== CHALLENGE ==
Pick out every line below that contains the word "lion", and copy each one. Matching is case-sensitive.

== RECORDS SUPPLIED ==
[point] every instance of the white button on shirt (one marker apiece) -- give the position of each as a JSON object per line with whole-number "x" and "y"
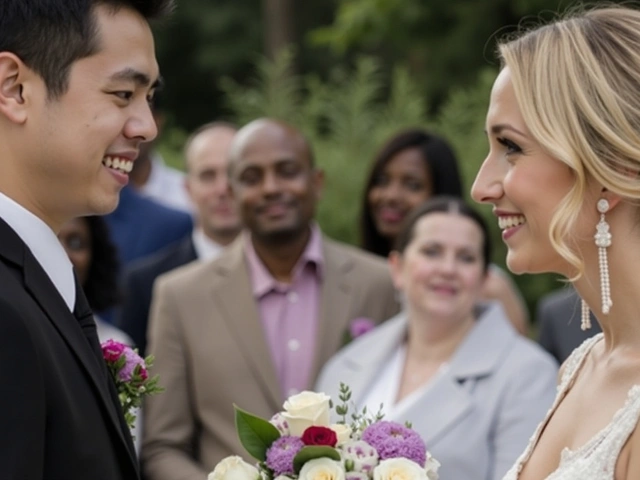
{"x": 44, "y": 245}
{"x": 293, "y": 344}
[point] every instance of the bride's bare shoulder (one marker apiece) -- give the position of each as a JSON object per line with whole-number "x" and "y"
{"x": 628, "y": 465}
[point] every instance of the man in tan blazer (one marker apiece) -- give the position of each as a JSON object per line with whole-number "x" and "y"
{"x": 259, "y": 322}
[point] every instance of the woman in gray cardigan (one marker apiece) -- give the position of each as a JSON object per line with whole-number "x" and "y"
{"x": 458, "y": 371}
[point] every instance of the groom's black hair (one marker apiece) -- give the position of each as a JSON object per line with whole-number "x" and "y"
{"x": 50, "y": 35}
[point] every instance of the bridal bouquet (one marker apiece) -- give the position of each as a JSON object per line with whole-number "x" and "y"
{"x": 130, "y": 374}
{"x": 300, "y": 443}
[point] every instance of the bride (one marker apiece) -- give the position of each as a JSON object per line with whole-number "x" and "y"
{"x": 563, "y": 175}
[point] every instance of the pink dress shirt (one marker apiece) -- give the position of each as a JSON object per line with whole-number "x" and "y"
{"x": 289, "y": 313}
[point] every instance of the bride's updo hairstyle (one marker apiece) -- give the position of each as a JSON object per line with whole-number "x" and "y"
{"x": 577, "y": 83}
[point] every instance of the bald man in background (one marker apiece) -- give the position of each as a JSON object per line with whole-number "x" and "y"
{"x": 255, "y": 325}
{"x": 216, "y": 219}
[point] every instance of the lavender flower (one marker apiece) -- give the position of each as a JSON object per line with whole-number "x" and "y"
{"x": 392, "y": 440}
{"x": 281, "y": 453}
{"x": 359, "y": 326}
{"x": 359, "y": 456}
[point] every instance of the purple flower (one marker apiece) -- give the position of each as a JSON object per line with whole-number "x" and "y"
{"x": 132, "y": 359}
{"x": 111, "y": 350}
{"x": 359, "y": 456}
{"x": 393, "y": 440}
{"x": 281, "y": 453}
{"x": 280, "y": 423}
{"x": 359, "y": 326}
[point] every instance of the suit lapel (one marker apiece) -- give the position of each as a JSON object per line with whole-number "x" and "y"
{"x": 45, "y": 294}
{"x": 234, "y": 299}
{"x": 335, "y": 305}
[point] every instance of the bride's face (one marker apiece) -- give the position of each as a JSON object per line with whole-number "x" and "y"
{"x": 524, "y": 184}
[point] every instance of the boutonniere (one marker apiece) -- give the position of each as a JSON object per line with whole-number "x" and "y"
{"x": 130, "y": 372}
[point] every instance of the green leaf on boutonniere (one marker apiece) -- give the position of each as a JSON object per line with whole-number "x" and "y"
{"x": 313, "y": 451}
{"x": 255, "y": 433}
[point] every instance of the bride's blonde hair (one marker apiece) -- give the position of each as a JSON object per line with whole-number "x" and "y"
{"x": 577, "y": 83}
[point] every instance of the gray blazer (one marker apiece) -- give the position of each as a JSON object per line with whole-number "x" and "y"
{"x": 478, "y": 416}
{"x": 558, "y": 319}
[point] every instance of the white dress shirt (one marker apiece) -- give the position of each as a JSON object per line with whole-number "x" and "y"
{"x": 206, "y": 249}
{"x": 44, "y": 245}
{"x": 166, "y": 186}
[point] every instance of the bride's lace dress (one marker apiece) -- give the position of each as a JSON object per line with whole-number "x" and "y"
{"x": 596, "y": 459}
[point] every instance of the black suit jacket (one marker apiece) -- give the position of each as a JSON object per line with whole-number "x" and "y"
{"x": 59, "y": 419}
{"x": 138, "y": 287}
{"x": 558, "y": 318}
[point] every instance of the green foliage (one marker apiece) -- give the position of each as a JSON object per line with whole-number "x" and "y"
{"x": 346, "y": 119}
{"x": 311, "y": 452}
{"x": 348, "y": 116}
{"x": 255, "y": 433}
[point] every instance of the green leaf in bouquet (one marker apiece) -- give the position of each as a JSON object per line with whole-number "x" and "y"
{"x": 313, "y": 451}
{"x": 256, "y": 434}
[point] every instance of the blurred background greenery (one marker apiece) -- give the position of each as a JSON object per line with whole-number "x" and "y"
{"x": 349, "y": 73}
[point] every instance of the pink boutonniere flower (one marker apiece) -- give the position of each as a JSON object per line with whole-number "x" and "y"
{"x": 130, "y": 373}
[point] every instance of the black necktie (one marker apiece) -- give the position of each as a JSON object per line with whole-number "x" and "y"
{"x": 84, "y": 315}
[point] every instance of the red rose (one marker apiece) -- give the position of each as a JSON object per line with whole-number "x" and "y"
{"x": 319, "y": 436}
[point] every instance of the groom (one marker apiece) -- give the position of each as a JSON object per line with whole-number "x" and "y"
{"x": 75, "y": 81}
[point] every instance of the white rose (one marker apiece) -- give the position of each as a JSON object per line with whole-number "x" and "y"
{"x": 399, "y": 469}
{"x": 234, "y": 468}
{"x": 356, "y": 476}
{"x": 280, "y": 423}
{"x": 359, "y": 456}
{"x": 304, "y": 410}
{"x": 431, "y": 466}
{"x": 322, "y": 468}
{"x": 342, "y": 431}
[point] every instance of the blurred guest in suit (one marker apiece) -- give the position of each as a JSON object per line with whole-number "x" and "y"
{"x": 216, "y": 224}
{"x": 94, "y": 258}
{"x": 140, "y": 226}
{"x": 457, "y": 370}
{"x": 410, "y": 168}
{"x": 256, "y": 324}
{"x": 558, "y": 318}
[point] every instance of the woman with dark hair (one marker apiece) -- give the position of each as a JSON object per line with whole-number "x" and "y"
{"x": 451, "y": 365}
{"x": 94, "y": 258}
{"x": 410, "y": 168}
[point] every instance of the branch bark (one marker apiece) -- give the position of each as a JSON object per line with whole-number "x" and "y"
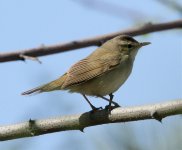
{"x": 81, "y": 121}
{"x": 48, "y": 50}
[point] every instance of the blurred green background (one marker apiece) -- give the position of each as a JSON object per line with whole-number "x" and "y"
{"x": 156, "y": 77}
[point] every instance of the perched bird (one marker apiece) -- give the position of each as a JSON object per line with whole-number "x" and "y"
{"x": 101, "y": 73}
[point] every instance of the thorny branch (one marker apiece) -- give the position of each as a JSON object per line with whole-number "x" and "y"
{"x": 81, "y": 121}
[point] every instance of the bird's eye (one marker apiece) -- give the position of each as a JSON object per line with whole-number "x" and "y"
{"x": 130, "y": 46}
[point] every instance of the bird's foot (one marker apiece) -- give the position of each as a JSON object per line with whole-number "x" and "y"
{"x": 110, "y": 107}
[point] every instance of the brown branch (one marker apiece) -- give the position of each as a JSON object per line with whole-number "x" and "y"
{"x": 81, "y": 121}
{"x": 48, "y": 50}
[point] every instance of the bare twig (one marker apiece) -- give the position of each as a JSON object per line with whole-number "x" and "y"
{"x": 81, "y": 121}
{"x": 48, "y": 50}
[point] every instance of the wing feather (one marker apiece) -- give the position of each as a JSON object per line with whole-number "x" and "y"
{"x": 89, "y": 68}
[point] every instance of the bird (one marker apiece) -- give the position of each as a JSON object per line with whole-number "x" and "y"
{"x": 101, "y": 73}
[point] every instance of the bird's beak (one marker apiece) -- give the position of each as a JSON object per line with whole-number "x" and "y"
{"x": 144, "y": 43}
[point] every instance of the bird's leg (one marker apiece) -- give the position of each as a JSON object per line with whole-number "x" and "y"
{"x": 92, "y": 106}
{"x": 104, "y": 98}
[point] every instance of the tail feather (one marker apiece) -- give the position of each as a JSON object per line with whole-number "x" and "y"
{"x": 51, "y": 86}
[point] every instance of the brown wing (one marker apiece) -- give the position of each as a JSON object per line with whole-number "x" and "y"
{"x": 88, "y": 68}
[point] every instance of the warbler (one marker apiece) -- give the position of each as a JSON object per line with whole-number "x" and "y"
{"x": 101, "y": 73}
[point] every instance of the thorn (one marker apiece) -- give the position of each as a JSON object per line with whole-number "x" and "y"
{"x": 148, "y": 24}
{"x": 155, "y": 115}
{"x": 82, "y": 130}
{"x": 25, "y": 57}
{"x": 31, "y": 123}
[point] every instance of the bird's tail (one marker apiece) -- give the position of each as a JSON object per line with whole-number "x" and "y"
{"x": 51, "y": 86}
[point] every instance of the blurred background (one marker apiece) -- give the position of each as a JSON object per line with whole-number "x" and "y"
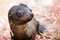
{"x": 45, "y": 11}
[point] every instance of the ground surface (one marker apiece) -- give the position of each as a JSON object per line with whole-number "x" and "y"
{"x": 46, "y": 12}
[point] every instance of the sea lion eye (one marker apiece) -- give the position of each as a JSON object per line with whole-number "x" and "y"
{"x": 19, "y": 14}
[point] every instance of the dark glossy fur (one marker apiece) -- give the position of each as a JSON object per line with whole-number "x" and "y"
{"x": 22, "y": 23}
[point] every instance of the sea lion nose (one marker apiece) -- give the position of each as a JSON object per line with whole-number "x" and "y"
{"x": 19, "y": 14}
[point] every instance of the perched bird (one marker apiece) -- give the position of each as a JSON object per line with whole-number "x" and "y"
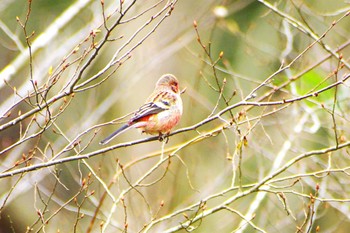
{"x": 161, "y": 112}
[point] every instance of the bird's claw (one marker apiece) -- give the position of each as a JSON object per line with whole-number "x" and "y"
{"x": 163, "y": 137}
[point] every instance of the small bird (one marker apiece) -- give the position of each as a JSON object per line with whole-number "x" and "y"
{"x": 161, "y": 112}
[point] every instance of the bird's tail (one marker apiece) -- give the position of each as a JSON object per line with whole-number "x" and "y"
{"x": 115, "y": 133}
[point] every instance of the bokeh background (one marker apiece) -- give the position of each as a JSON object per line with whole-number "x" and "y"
{"x": 214, "y": 177}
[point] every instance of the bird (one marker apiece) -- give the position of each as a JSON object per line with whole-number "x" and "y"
{"x": 160, "y": 113}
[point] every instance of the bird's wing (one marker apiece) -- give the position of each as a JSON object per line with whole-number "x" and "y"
{"x": 150, "y": 109}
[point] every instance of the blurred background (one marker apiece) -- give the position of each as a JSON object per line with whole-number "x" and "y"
{"x": 93, "y": 62}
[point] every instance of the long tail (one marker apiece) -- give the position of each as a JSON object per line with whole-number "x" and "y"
{"x": 115, "y": 133}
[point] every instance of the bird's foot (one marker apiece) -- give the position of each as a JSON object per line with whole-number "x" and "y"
{"x": 163, "y": 137}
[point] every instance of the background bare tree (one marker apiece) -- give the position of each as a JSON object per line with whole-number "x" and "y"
{"x": 263, "y": 145}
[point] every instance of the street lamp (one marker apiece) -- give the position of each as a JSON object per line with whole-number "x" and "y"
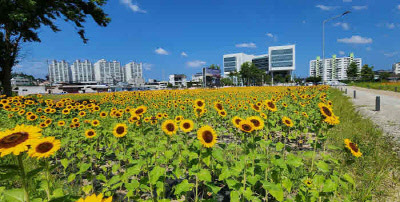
{"x": 323, "y": 32}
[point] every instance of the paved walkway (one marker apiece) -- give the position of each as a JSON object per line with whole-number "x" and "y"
{"x": 388, "y": 118}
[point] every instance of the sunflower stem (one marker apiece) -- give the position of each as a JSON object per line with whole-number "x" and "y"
{"x": 23, "y": 176}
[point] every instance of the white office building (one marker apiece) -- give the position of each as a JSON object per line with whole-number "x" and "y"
{"x": 59, "y": 72}
{"x": 82, "y": 72}
{"x": 133, "y": 74}
{"x": 333, "y": 69}
{"x": 280, "y": 60}
{"x": 108, "y": 72}
{"x": 396, "y": 68}
{"x": 179, "y": 80}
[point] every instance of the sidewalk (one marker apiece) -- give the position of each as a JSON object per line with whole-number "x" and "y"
{"x": 388, "y": 118}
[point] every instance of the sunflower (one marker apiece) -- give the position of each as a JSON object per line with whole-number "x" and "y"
{"x": 90, "y": 133}
{"x": 140, "y": 110}
{"x": 222, "y": 113}
{"x": 333, "y": 120}
{"x": 178, "y": 119}
{"x": 82, "y": 113}
{"x": 17, "y": 139}
{"x": 103, "y": 114}
{"x": 308, "y": 182}
{"x": 236, "y": 121}
{"x": 325, "y": 110}
{"x": 218, "y": 106}
{"x": 32, "y": 117}
{"x": 353, "y": 148}
{"x": 257, "y": 122}
{"x": 75, "y": 120}
{"x": 61, "y": 123}
{"x": 94, "y": 198}
{"x": 95, "y": 123}
{"x": 207, "y": 136}
{"x": 44, "y": 147}
{"x": 169, "y": 127}
{"x": 199, "y": 103}
{"x": 287, "y": 121}
{"x": 246, "y": 126}
{"x": 186, "y": 125}
{"x": 270, "y": 105}
{"x": 263, "y": 115}
{"x": 120, "y": 130}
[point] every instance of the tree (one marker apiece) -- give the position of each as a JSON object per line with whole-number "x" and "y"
{"x": 367, "y": 74}
{"x": 20, "y": 21}
{"x": 352, "y": 71}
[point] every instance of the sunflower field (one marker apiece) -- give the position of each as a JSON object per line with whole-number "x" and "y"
{"x": 231, "y": 144}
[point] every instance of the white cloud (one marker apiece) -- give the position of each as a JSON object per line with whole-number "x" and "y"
{"x": 195, "y": 63}
{"x": 161, "y": 51}
{"x": 355, "y": 40}
{"x": 344, "y": 25}
{"x": 326, "y": 8}
{"x": 360, "y": 7}
{"x": 134, "y": 7}
{"x": 246, "y": 45}
{"x": 390, "y": 25}
{"x": 390, "y": 54}
{"x": 147, "y": 66}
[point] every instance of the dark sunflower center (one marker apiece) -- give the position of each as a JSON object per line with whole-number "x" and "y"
{"x": 246, "y": 127}
{"x": 271, "y": 105}
{"x": 207, "y": 136}
{"x": 90, "y": 133}
{"x": 186, "y": 125}
{"x": 44, "y": 147}
{"x": 353, "y": 147}
{"x": 327, "y": 111}
{"x": 13, "y": 140}
{"x": 120, "y": 130}
{"x": 255, "y": 122}
{"x": 237, "y": 121}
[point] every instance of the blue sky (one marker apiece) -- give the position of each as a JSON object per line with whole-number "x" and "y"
{"x": 181, "y": 36}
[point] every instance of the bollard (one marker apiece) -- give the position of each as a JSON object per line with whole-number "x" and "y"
{"x": 378, "y": 103}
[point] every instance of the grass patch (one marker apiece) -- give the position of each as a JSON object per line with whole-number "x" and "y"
{"x": 377, "y": 172}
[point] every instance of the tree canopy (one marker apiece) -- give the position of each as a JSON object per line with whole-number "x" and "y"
{"x": 21, "y": 20}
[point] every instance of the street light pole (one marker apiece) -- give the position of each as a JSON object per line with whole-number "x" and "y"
{"x": 323, "y": 32}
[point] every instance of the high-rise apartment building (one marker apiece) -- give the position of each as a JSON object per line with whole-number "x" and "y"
{"x": 333, "y": 69}
{"x": 82, "y": 72}
{"x": 133, "y": 74}
{"x": 396, "y": 68}
{"x": 108, "y": 72}
{"x": 59, "y": 72}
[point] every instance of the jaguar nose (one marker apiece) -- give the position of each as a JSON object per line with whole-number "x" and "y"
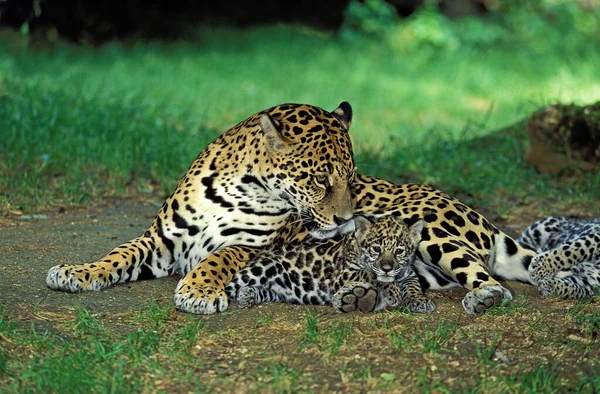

== FULL SOLUTION ==
[point] every instance of the sea lion eye (one marker apiece) -- give the position of each as a JSON object per line with whole-number "x" and "y"
[point] every instance of the sea lion nose (one marker apiece) -- give the position of each as a JSON object per line with whole-number "x" and "y"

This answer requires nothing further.